**AIM**
Please pull out every line of the material below that contains the word "wall", and copy each one unchanged. Case counts when matching.

**EXTRACTED DATA**
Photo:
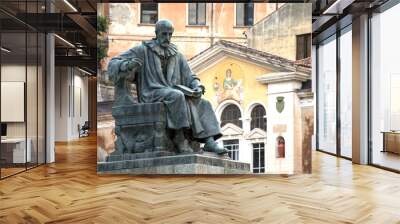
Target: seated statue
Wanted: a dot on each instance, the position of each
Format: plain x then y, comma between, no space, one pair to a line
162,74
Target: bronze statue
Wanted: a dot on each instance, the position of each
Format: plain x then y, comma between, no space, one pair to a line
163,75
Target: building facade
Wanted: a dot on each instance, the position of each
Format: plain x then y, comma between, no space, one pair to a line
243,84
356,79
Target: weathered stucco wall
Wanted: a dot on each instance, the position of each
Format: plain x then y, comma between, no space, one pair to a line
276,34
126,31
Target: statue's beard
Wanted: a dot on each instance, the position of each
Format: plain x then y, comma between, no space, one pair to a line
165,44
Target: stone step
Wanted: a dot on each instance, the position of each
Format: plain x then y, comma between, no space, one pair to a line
...
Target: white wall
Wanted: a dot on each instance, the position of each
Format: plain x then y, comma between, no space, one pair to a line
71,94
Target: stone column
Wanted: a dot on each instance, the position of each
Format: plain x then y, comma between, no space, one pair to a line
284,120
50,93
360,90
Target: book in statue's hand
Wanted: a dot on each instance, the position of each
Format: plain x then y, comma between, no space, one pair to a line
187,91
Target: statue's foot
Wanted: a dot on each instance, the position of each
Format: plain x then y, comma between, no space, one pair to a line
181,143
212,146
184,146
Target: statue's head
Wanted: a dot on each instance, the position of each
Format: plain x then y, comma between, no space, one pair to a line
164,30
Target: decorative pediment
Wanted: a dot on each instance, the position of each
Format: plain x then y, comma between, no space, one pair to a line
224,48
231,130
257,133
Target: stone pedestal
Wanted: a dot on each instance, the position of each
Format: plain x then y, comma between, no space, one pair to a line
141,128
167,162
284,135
==
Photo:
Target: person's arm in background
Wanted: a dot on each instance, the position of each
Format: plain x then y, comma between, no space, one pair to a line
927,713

**FINISHED TASK**
Target: weathered stucco wall
Target: white wall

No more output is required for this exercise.